### Provided passage
You know why this happens so in our country? Becoz of people like here on this forum. Did someone actually mail them pointing out that the self extracting exe file won't run in linux and they better use somrthing like .tar.gz or even .zip? Did anyone goto the main page, click the Feedback link and tell them their mistake???

I don't think even a single person did! Everyone is busy mocking at them! Seriously! Get a life, folks! There's more to mocking at other people. Instead, teach them, tell them their mistakes!


----------



## krates (Apr 5, 2008)

((((((((( hey dude no one has time for fools and do you expect bsnl to listen to our words haha forget it SARKAR ki company hai bhai itni jab tak waha se order nahi aayengen tab tak yeh log haath bhi nahit uthayengen ))))))))))


----------



## sachin_kothari (Apr 5, 2008)

^^even irctc.co.in is a government company and its one of the best out there. So changes can happen, only u need to try.


----------



## ico (Apr 5, 2008)

infra_red_dude said:


> Did anyone goto the main page, click the Feedback link and tell them their mistake???


Lol.... I had sent them a feedback.....
But lets see how fast they're in fixing it......


----------



## gary4gar (Apr 6, 2008)

infra_red_dude said:


> You know why this happens so in our country? Becoz of people like here on this forum. Did someone actually mail them pointing out that the self extracting exe file won't run in linux and they better use somrthing like .tar.gz or even .zip? Did anyone goto the main page, click the Feedback link and tell them their mistake???
> 
> I don't think even a single person did! Everyone is busy mocking at them! Seriously! Get a life, folks! There's more to mocking at other people. Instead, teach them, tell them their mistakes!


Buddy, I have sent a feedback before reporting

You sound upset with forums, looking at your previous post in this thread and other threads


			
				infra_red_dude said:
			
		

> Why are people bothered about Win or Lin? The main focus of the Keynote was the MID!!! I dunno why all news has to be like:
> 
> Windows dumped for XYZ device, Linux gains!
> 
> ...


*www.thinkdigit.com/forum/showpost.php?p=794929&postcount=4


Buddy, i am concerned about you buddy


----------



## naveen_reloaded (Apr 6, 2008)

Stupidity to peak...
So this shows there is no proper computer technician...

Job vacant..apply immediately...

Requirement...

Should know something about windows and linux and their formats

Should be able to come late and never attend to any complaints

Should be able to sleep well in admist of phone calls... 

Should know how to quit job when pressure builds up and quit without telling anyone, so that the job will not be taken for few months..


----------



## iMav (Apr 6, 2008)

gary4gar said:


> Buddy, I have sent a feedback before reporting
> 
> You sound upset with forums, looking at your previous post in this thread and other threads
> 
> ...


looks like he's fed up of the idli dosa of bangalore and wants chole of chandigarh


----------



## vaithy (Apr 6, 2008)

### Written request
In the forum thread, which file formats does the first post suggest using instead of a self-extracting exe file?

### Material provided

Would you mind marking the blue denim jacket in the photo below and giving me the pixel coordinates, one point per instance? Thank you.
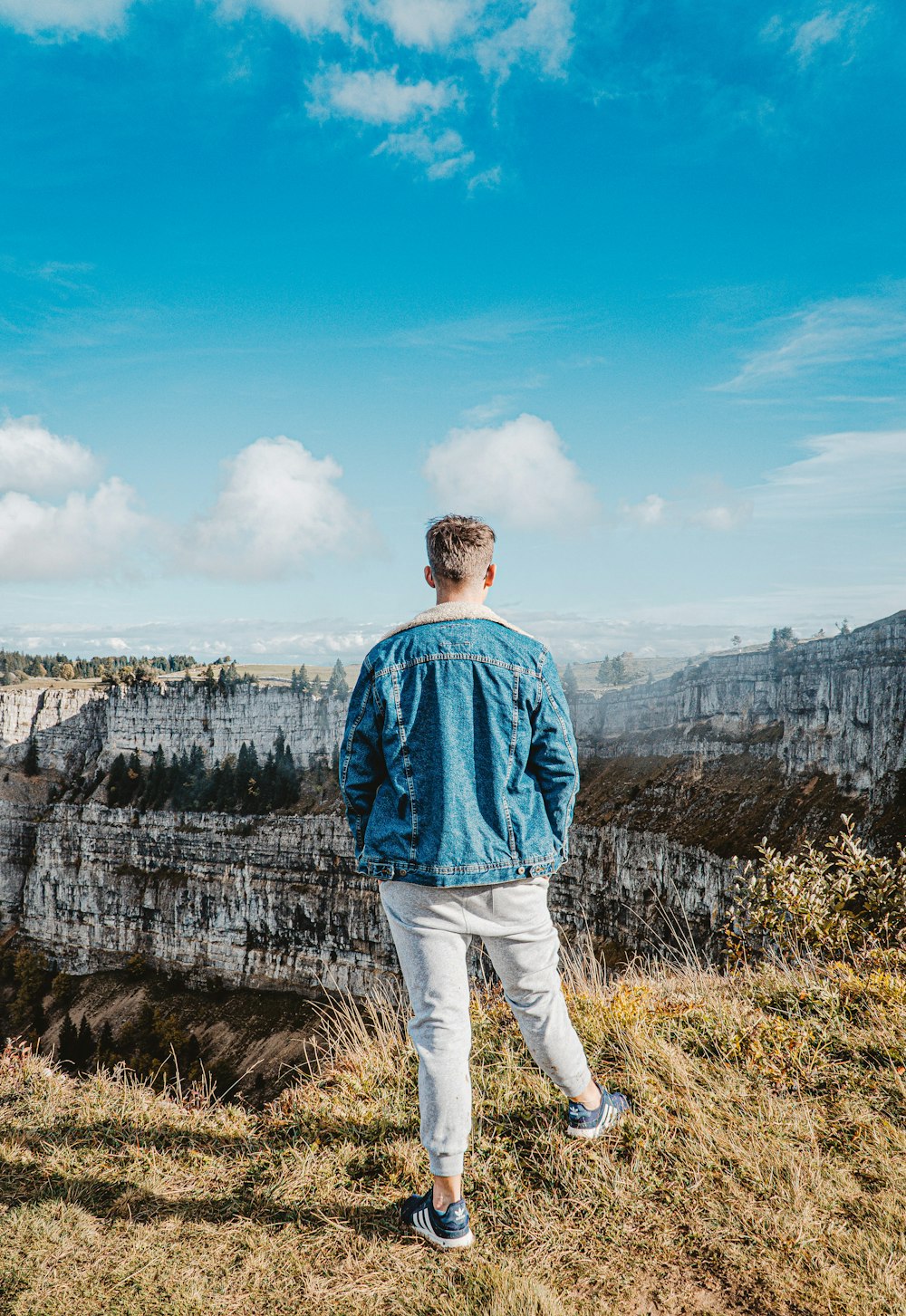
(458, 761)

### The answer
.tar.gz or .zip